━━ Article
DATA-34 Unnest Catalog V2 DataFrames

This MR lets catalog v2 dataframes be unnested and simplifies the CatalogV2 dataframe code. **Background in addition to JIRA ticket details** For Catalog V1, our approach to returning catalogs involved creating a separate data type for each catalog. This resulted in several instances of redundant code and made it expanding upon each new catalog data type laborious. For Catalog V2, we'll generalize all catalog returns as a single data type and account for the differences in structure across endpoint in how the CatalogV2DataCollection object is passed. **Potential breaking changes** Code that manually explode catalog v2 dataframes, specifically relying on referencing specific columns such as `frequencies` and `metrics` columns, will break. They are being replaced by their singular terms to represent the individual rows that are being unnested from those fields. Having said that, catalog v2 dataframes were not all that useful in their current state and were in an experimental stage, so I think it's fine to introduce this change. **Tests** To test the functionality of this code, each catalog v2 endpoint was called as a dataframe and list then matched against the expected fields.
coinmetrics · Oct 4, 2024 · 6261653 · 6261653
1 parent 1f71246
commit 6261653
Show file tree

Hide file tree

Showing 4 changed files with 541 additions and 31 deletions.
diff --git a/coinmetrics/_data_collection.py b/coinmetrics/_data_collection.py
@@ -23,6 +23,7 @@
 )
━━━━
== Instructions to follow ==
Reproduce word for word the part of the commit page that begins with the words containing "coinmetrics · Oct" and ends with "and 31 deletions.".
━━ Supplied material
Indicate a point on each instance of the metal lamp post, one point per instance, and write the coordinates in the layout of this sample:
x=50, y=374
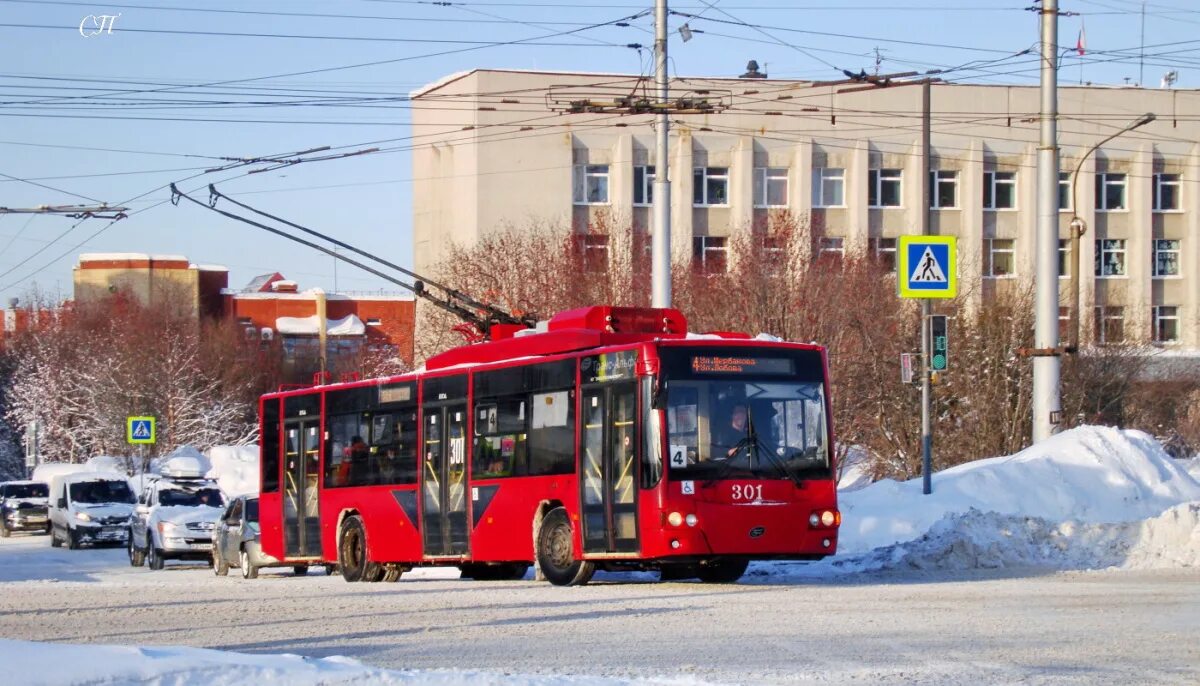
━━━━
== Response for this exercise ==
coinmetrics · Oct 4, 2024 · 6261653 · 6261653
1 parent 1f71246
commit 6261653
Show file tree

Hide file tree

Showing 4 changed files with 541 additions and 31 deletions.